▸ TAREFA
Reescreva em forma de lista, de modo mais curto, o parágrafo do texto sobre o sistema bancário norte-americano que começa com "Ora, em primeiro lugar". Mantenha os fatos principais.

Depois de elencar diligentemente os males e os perigos que rondam o sistema econômico norte-americano na atual conjuntura e, por extensão, a economia mundial, eles convêm o seguinte:
“O resultado é que, apesar dos trilhões de dólares gastos pela Reserva Federal, pelo Departamento do Tesouro, e assim por todos aqueles que pagam os impostos, com a finalidade de dar suporte ao sistema bancário dos Estados Unidos, este continua a se remunerar generosamente por suas próprias atividades, ao mesmo tempo em que contribui relativamente pouco para a saúde da economia e da sociedade. (…) enfim, muitas das tendências que os críticos continuam a apontar após a vigência da Lei Dodd-Frank são simplesmente continuações de tendências várias que se desenvolveram antes dela ser aprovada. ” (Epstein e Montecino, 2015, p. 2).
Ora, em primeiro lugar, o dispêndio de trilhões veio justamente para manter e conservar o sistema financeiro assim instituído – e não com o propósito de revertê-lo em uma instituição beneficente que desse suporte a um “socialismo burguês”, bem limitado. Ademais, o bem-estar social, apesar de almejado sinceramente pelos economistas keynesianos, não vem a ser a finalidade precípua dos capitais monetários e financeiros já que, segundo a lógica própria do sistema, eles se movem e devem se mover pelo maior lucro possível, continuamente. É evidente, também, que o problema não é, como dizem os marxistas keynesianos, de hegemonia do capital financeiro em relação ao capital funcionante, mas sim o da entrada sem possibilidade de recuo em mais um momento do processo de socialização do capital [7] – agora em escala mundial (Prado, 2015A e 2015B). Nesse sentido, o momento neoliberal é uma continuação, com alguma ruptura, do momento keynesiano que durou cerca de 40 anos. O resultado da própria pesquisa de Epstein e Montecino é já, portanto, uma constatação: a regulação social democrática do capitalismo tornou-se um estorvo. Por isso mesmo, se os keynesianos em geral querem de fato respeitar a história, desenvolvendo pesquisa que vai à raiz das coisas, eles deveriam fazer uma constatação final: a moderação do capitalismo já chegou ao seu longo prazo e, por isso, está morta. [8]
É preciso encontrar novas alternativas radicalmente democráticas para enfrentar o neoliberalismo e elas envolvem, necessariamente, a luta pelo “comum”, pela negação histórica do capitalismo.

[Registros de marcação de regiões]

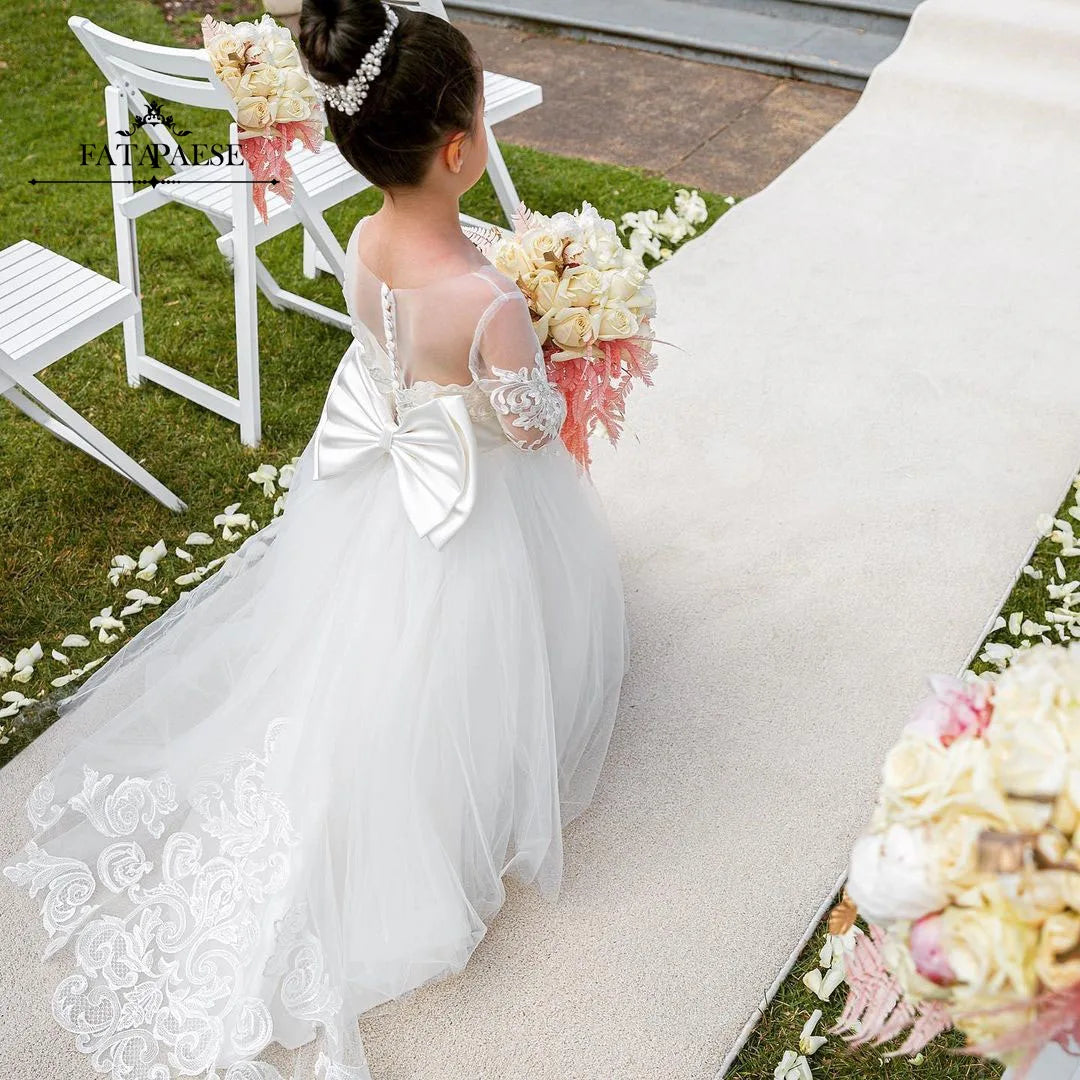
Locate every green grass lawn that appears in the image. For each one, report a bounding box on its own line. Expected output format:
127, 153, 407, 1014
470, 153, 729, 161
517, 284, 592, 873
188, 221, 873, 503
0, 0, 727, 725
0, 0, 1054, 1080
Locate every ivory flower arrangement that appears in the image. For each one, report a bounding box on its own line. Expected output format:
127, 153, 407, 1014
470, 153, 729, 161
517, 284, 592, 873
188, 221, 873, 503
202, 15, 325, 221
478, 203, 657, 469
839, 644, 1080, 1074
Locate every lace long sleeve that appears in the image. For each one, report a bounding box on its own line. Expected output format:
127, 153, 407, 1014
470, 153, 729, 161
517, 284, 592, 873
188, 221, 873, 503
469, 288, 566, 450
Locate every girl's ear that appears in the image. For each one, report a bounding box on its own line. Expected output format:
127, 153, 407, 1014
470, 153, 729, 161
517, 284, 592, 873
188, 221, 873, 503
443, 132, 469, 173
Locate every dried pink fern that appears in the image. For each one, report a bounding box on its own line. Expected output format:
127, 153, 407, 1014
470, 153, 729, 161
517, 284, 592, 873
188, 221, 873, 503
833, 926, 953, 1057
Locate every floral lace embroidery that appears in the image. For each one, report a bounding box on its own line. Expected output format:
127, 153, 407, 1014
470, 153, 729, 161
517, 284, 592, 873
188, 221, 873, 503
491, 357, 566, 445
4, 720, 349, 1080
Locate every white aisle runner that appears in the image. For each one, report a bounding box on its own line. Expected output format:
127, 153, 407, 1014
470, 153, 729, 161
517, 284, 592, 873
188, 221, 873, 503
6, 0, 1080, 1080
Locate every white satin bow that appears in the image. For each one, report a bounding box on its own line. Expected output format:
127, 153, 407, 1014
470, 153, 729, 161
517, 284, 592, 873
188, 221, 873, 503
313, 342, 476, 548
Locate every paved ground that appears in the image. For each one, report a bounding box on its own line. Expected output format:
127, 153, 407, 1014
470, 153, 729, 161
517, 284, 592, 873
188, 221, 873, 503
455, 18, 859, 195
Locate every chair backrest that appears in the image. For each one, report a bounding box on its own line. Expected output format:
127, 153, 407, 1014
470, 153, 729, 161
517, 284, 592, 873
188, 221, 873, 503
68, 15, 228, 109
68, 15, 237, 170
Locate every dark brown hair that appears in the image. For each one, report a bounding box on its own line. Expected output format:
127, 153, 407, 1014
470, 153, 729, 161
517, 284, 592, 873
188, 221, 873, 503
300, 0, 483, 188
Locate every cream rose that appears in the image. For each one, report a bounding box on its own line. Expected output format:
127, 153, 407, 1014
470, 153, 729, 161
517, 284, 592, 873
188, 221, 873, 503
987, 716, 1068, 797
942, 905, 1039, 998
848, 825, 948, 926
270, 90, 311, 123
206, 33, 244, 76
266, 37, 302, 70
518, 228, 564, 270
237, 97, 273, 131
593, 300, 638, 341
240, 64, 280, 97
218, 67, 241, 97
549, 308, 595, 349
525, 269, 559, 315
555, 266, 604, 308
881, 732, 947, 802
494, 240, 536, 282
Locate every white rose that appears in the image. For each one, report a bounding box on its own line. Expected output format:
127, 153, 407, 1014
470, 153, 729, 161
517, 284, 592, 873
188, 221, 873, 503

▸ RESPOSTA
- Os trilhões gastos serviram para manter o sistema financeiro como está. Não foram gastos para transformá-lo numa instituição beneficente de um "socialismo burguês" limitado.
- Os economistas keynesianos desejam o bem-estar social, mas esse não é o objetivo principal dos capitais monetários e financeiros, que buscam sempre o maior lucro possível.
- O problema não é a hegemonia do capital financeiro sobre o capital funcionante, como dizem os marxistas keynesianos. É a entrada sem volta em mais um momento da socialização do capital, agora em escala mundial.
- O momento neoliberal é uma continuação, com alguma ruptura, do momento keynesiano, que durou cerca de 40 anos.
- A própria pesquisa de Epstein e Montecino já constata que a regulação social-democrática do capitalismo virou um estorvo.
- Os keynesianos deveriam admitir que a moderação do capitalismo chegou ao seu longo prazo e, por isso, está morta.